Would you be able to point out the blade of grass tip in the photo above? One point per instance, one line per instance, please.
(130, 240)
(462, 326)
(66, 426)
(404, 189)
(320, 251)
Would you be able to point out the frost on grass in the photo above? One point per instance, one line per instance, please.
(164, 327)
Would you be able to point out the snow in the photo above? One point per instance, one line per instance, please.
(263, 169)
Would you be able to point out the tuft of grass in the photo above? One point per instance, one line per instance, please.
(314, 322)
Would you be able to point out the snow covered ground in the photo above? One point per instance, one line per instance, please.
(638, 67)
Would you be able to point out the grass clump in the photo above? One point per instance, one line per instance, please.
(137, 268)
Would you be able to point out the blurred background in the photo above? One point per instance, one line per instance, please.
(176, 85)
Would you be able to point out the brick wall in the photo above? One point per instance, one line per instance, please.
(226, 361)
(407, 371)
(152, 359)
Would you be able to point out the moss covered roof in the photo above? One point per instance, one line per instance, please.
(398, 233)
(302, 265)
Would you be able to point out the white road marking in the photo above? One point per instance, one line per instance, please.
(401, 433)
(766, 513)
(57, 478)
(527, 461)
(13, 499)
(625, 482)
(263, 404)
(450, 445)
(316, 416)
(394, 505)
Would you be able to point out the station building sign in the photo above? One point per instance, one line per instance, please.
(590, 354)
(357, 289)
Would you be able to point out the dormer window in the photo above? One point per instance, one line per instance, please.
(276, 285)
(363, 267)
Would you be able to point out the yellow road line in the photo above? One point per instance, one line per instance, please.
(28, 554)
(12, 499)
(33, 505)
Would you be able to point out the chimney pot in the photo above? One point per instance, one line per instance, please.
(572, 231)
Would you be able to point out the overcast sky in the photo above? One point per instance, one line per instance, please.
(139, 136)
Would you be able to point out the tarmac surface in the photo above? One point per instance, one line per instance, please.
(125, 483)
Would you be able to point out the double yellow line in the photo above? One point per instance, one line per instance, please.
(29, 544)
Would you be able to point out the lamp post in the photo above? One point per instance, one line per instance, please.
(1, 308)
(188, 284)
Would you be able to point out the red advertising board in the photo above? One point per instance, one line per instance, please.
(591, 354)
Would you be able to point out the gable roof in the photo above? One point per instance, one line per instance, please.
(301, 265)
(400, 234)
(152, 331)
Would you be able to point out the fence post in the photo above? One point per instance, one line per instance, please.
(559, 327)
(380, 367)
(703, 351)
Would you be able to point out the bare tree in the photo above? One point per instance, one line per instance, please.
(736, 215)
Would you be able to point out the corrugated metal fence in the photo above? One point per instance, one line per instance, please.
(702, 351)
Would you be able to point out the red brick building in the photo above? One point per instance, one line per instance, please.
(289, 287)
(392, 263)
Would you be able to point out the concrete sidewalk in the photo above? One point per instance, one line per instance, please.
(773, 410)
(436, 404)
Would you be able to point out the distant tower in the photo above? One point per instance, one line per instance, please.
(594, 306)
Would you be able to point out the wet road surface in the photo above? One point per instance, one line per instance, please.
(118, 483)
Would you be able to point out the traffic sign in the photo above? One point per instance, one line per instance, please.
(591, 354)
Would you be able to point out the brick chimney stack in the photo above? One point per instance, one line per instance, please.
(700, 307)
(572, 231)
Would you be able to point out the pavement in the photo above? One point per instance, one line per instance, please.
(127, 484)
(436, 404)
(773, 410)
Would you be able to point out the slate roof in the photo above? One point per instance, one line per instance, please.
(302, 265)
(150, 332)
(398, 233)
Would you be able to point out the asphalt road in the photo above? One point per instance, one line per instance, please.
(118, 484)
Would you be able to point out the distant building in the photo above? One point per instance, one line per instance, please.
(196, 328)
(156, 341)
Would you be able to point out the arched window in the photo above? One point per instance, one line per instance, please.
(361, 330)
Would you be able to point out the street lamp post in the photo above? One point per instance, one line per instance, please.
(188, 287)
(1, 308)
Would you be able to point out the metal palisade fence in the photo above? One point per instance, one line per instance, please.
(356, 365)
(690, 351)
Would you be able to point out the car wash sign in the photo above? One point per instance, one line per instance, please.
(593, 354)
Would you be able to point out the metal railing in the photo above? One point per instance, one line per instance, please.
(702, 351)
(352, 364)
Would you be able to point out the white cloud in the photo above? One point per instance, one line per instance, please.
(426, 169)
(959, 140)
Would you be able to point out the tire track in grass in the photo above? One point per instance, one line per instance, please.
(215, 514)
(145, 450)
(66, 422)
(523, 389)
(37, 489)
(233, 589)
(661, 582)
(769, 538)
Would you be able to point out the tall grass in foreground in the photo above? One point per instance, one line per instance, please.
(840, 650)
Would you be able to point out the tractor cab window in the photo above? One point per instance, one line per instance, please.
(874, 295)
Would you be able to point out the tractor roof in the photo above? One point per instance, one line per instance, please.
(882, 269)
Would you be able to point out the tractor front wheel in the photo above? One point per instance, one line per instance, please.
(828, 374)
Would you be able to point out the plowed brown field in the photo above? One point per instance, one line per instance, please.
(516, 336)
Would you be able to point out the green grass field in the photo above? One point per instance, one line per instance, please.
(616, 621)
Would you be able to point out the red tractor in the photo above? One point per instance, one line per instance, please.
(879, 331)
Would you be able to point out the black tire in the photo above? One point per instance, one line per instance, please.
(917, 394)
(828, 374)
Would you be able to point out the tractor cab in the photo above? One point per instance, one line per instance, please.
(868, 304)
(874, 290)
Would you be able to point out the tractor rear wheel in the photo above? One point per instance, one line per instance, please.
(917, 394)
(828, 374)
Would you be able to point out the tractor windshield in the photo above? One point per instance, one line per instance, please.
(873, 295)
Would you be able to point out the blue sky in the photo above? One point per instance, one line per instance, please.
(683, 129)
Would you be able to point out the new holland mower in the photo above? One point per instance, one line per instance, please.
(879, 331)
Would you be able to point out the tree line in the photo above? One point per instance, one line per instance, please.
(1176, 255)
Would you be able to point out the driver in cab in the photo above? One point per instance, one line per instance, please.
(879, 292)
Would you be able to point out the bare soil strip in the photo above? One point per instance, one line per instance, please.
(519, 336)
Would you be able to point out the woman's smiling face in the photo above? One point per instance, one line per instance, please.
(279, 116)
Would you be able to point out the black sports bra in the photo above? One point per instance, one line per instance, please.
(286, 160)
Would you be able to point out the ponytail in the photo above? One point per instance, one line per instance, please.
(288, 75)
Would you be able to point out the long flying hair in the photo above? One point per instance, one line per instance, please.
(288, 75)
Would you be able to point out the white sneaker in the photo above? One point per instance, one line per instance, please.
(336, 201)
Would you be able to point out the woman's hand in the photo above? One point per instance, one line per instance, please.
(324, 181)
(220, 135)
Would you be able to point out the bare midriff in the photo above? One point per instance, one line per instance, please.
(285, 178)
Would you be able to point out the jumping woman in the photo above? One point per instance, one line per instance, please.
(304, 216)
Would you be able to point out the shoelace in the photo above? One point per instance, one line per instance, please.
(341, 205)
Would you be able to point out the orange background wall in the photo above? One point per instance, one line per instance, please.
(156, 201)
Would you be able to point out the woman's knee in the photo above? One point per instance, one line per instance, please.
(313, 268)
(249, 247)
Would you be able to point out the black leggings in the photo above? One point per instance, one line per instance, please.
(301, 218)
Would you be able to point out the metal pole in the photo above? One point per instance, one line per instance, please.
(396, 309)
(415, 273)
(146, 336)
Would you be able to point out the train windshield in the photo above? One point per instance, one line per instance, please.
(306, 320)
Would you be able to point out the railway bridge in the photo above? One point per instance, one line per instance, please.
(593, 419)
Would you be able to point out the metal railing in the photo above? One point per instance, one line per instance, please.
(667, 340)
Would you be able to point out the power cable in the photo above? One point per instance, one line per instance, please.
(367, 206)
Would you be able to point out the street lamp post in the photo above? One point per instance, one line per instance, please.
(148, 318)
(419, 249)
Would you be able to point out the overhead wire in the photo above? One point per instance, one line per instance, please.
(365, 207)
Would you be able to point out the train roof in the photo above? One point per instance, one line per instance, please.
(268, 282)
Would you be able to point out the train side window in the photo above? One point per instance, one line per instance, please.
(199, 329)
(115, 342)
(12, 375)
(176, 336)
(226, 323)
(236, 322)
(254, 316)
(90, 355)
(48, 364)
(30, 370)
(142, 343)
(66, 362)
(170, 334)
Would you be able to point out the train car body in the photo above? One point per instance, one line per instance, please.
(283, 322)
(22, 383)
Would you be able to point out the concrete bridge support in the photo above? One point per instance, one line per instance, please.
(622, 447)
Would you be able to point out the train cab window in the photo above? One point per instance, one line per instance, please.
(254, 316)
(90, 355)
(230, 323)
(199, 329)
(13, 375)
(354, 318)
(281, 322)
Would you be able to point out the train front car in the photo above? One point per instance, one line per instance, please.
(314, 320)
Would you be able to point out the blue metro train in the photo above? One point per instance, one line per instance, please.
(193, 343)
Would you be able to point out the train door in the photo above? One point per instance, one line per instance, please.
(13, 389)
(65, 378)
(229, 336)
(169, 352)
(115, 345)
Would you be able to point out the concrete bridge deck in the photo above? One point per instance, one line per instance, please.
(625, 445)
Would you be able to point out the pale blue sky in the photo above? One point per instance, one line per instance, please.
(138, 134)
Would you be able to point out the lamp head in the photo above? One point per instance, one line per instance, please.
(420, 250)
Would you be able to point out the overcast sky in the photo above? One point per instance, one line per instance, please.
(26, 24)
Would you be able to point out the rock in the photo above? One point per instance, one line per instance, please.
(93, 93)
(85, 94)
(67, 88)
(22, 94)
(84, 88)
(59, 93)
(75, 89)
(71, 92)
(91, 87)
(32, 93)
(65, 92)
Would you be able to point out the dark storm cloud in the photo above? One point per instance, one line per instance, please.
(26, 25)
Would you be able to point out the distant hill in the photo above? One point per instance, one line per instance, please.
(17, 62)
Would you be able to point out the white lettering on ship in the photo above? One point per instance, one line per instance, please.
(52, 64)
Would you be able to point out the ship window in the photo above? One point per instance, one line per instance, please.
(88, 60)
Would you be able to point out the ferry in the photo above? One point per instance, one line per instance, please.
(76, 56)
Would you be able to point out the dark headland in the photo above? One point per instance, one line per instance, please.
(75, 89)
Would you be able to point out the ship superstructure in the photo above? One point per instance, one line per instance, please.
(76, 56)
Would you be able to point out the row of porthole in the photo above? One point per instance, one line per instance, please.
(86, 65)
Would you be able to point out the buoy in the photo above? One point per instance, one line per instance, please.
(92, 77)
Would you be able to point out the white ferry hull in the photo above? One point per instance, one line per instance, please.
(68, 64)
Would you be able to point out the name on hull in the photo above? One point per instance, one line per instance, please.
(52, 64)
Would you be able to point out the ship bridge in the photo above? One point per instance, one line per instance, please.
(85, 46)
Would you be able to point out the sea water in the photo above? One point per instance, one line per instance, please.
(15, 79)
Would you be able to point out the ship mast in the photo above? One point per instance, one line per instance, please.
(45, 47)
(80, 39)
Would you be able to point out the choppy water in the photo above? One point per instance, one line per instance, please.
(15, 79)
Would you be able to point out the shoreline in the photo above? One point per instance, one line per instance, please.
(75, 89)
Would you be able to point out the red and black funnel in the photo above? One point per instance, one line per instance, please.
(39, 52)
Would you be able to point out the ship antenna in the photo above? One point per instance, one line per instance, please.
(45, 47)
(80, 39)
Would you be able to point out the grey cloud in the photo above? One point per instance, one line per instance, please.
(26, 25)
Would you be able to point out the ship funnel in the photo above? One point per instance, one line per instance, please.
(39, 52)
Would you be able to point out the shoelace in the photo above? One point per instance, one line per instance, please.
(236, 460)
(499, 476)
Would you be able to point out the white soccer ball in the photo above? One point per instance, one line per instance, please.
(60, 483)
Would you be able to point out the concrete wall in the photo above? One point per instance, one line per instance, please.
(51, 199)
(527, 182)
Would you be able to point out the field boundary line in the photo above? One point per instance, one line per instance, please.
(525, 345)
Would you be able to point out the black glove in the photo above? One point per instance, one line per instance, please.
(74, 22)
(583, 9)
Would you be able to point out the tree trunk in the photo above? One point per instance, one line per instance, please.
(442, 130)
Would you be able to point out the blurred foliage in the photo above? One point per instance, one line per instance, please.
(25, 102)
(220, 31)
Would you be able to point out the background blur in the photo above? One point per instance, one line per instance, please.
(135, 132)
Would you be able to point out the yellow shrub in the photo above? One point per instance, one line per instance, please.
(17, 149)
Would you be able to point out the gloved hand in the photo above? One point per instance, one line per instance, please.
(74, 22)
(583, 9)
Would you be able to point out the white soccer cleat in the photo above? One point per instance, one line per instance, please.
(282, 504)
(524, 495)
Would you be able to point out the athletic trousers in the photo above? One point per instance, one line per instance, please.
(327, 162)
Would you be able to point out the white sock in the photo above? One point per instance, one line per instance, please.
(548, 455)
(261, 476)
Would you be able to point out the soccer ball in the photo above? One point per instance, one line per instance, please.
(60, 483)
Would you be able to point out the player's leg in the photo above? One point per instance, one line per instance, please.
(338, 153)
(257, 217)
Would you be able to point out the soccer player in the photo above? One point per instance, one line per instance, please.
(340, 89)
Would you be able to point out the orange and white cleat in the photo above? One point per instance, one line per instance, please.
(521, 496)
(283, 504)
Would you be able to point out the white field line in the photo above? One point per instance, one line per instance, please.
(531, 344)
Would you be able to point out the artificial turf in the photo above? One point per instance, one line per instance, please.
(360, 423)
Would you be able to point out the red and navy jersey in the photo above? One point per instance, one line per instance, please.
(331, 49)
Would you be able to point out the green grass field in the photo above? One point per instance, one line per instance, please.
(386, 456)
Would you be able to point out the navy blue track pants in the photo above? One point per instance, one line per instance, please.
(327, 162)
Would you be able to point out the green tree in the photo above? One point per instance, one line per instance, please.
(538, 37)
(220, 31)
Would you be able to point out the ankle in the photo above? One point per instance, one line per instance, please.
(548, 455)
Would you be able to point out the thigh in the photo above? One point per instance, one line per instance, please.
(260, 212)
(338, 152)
::::
What you will do> From the line holding "Would you be able to point out the thigh" down to the last line of the records above, restate each line exactly as written.

Final answer>
Would you be able to point out the thigh in the photo above? One point per instance, one line per instance, please.
(260, 212)
(338, 152)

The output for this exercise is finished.